(Referring expression data)
━━━━

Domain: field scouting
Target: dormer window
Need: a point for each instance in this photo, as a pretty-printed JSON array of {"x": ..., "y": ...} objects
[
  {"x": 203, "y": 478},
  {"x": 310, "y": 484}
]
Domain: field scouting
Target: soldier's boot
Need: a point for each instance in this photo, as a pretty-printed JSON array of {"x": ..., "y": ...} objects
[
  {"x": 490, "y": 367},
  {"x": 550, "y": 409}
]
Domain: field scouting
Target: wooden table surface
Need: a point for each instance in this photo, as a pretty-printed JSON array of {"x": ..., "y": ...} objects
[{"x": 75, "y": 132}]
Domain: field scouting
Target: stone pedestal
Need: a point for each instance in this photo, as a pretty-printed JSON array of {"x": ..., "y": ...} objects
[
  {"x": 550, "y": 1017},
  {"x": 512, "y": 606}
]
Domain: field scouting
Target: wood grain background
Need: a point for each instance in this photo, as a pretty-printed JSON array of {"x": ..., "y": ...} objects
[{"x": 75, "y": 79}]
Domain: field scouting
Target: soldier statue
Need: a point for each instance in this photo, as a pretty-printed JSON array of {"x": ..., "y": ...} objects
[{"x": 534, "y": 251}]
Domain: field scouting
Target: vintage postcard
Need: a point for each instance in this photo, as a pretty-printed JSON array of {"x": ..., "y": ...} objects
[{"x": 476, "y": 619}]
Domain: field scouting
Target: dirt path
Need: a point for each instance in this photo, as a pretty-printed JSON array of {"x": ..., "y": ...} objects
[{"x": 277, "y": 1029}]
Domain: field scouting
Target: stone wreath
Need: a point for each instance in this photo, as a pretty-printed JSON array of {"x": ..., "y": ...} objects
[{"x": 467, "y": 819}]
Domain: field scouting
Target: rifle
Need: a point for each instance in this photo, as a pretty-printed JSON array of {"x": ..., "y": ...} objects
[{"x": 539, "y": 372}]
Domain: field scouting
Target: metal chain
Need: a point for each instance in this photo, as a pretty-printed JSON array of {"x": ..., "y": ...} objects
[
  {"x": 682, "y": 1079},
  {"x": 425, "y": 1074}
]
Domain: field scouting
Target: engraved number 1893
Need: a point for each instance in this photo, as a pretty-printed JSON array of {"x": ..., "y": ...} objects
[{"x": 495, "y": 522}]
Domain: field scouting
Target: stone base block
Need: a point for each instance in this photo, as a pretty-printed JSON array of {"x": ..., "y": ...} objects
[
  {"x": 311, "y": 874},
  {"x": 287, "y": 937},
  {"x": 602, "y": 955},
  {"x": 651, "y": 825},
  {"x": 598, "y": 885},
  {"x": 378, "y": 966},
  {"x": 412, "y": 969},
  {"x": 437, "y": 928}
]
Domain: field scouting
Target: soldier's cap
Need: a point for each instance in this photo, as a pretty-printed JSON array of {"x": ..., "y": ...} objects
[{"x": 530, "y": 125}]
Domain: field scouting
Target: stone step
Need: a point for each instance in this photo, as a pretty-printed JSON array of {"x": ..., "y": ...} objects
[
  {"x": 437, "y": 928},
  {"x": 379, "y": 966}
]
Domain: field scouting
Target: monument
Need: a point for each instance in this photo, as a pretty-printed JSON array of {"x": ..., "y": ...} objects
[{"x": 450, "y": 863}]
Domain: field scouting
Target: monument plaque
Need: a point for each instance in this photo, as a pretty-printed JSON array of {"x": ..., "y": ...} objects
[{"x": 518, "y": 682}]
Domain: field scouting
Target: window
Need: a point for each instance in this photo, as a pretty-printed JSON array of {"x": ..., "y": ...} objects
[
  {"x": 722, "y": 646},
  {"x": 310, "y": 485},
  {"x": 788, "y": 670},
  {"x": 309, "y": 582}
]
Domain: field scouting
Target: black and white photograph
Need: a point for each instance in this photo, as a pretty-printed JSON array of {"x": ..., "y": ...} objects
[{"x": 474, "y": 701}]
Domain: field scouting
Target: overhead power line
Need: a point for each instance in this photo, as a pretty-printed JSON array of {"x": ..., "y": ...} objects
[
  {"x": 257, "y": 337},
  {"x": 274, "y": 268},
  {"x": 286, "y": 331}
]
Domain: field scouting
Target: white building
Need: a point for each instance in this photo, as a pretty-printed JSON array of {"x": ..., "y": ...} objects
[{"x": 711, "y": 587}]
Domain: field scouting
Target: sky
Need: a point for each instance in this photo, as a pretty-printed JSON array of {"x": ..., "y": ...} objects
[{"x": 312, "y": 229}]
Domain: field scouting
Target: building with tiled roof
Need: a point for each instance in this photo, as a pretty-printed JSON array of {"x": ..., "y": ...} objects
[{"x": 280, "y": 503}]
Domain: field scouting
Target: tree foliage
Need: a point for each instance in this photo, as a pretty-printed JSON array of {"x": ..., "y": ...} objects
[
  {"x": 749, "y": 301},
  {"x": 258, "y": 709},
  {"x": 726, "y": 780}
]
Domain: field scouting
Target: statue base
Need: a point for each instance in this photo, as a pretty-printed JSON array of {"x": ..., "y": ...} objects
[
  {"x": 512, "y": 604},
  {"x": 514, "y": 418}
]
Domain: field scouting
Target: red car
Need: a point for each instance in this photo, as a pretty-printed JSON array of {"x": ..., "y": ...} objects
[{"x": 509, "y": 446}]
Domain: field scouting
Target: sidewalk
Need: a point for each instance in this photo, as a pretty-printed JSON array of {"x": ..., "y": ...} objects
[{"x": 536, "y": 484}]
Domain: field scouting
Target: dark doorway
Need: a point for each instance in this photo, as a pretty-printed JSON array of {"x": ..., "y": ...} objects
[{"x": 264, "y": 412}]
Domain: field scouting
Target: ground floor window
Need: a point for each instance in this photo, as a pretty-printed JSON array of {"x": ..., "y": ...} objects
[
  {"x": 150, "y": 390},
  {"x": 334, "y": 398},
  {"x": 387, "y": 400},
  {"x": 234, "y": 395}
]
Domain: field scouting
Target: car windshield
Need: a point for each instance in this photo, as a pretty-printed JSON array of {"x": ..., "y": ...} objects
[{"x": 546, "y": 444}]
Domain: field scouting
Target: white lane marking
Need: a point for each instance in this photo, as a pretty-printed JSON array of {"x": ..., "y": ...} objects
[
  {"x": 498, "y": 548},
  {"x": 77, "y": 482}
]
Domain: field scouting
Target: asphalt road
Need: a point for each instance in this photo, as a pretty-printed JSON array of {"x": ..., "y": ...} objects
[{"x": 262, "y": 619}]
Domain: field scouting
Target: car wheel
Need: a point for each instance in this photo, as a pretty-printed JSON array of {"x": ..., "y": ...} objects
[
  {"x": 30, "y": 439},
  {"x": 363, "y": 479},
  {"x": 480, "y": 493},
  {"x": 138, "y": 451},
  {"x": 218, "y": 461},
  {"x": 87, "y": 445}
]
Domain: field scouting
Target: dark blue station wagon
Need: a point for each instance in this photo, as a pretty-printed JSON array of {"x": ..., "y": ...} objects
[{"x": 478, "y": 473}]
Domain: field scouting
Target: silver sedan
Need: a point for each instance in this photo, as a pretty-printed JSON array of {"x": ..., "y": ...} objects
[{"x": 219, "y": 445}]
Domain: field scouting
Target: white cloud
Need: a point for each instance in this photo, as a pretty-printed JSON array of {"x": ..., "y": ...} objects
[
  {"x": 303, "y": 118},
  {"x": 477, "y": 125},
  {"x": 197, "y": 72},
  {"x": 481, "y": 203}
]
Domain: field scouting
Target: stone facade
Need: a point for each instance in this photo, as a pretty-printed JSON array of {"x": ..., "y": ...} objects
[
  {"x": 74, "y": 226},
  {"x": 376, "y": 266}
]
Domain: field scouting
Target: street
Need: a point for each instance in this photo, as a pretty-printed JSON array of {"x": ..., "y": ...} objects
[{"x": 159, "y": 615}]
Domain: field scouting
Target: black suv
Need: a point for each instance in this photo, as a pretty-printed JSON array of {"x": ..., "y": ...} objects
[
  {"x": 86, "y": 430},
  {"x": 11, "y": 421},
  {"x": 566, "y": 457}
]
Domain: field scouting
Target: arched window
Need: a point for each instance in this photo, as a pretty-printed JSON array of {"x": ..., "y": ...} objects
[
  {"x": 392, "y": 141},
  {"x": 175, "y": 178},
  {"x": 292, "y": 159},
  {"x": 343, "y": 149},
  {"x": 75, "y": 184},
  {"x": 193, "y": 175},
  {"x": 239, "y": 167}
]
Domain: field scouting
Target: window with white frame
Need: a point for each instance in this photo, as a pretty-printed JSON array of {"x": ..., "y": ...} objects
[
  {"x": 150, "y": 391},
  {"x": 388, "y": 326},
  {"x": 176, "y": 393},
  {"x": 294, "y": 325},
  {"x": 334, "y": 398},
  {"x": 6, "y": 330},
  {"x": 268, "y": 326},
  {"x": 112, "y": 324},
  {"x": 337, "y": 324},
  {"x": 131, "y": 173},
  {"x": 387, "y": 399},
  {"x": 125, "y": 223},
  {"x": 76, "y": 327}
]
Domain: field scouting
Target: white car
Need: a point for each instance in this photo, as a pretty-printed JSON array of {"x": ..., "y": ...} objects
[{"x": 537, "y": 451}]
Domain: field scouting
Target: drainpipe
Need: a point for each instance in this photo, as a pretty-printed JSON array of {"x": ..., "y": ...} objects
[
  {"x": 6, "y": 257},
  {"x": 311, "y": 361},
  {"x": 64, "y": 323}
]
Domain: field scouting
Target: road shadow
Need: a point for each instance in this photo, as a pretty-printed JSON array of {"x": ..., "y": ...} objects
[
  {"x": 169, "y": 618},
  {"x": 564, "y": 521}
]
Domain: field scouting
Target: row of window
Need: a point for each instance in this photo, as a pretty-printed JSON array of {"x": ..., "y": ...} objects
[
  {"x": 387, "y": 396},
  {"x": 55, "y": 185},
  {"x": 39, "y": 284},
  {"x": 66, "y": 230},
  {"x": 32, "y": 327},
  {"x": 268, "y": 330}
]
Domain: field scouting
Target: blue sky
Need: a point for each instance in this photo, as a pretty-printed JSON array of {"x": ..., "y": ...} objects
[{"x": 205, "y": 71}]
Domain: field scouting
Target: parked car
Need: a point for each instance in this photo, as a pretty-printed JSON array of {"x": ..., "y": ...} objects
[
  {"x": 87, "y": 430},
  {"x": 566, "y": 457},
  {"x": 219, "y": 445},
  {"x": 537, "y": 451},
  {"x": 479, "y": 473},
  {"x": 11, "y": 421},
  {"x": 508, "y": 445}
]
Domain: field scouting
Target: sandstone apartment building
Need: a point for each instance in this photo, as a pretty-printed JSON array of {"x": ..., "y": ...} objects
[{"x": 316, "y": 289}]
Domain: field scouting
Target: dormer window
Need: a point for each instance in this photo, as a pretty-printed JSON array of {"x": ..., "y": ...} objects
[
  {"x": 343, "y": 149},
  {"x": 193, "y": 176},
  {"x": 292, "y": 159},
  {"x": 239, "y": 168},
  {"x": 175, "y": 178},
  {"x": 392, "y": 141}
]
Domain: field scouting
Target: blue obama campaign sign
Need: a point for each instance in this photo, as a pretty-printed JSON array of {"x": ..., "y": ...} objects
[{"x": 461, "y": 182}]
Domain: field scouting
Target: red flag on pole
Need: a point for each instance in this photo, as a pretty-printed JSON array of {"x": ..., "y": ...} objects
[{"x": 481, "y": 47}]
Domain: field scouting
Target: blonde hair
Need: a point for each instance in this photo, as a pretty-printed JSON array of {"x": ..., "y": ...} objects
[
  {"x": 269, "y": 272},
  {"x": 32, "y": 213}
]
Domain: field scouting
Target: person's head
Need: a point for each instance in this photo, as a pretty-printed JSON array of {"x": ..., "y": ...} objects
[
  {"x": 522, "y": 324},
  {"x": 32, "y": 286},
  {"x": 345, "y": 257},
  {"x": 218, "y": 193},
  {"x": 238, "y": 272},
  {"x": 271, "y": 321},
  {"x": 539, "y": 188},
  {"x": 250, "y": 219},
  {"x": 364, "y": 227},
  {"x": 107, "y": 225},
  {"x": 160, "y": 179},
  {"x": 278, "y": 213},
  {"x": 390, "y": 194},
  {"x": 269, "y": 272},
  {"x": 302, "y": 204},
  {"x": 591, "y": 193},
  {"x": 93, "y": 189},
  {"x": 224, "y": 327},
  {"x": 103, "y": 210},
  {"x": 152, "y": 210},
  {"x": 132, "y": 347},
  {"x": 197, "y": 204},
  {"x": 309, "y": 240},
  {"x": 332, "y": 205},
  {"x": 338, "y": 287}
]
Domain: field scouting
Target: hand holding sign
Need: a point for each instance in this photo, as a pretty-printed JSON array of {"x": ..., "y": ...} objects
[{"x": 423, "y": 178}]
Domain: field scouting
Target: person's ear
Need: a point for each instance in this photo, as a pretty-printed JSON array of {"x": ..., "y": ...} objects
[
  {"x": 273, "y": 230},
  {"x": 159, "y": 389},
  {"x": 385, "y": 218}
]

━━━━

Your objective:
Report each line of the data that includes the string "road".

Solution to this exercise:
Target: asphalt road
Target: road shadow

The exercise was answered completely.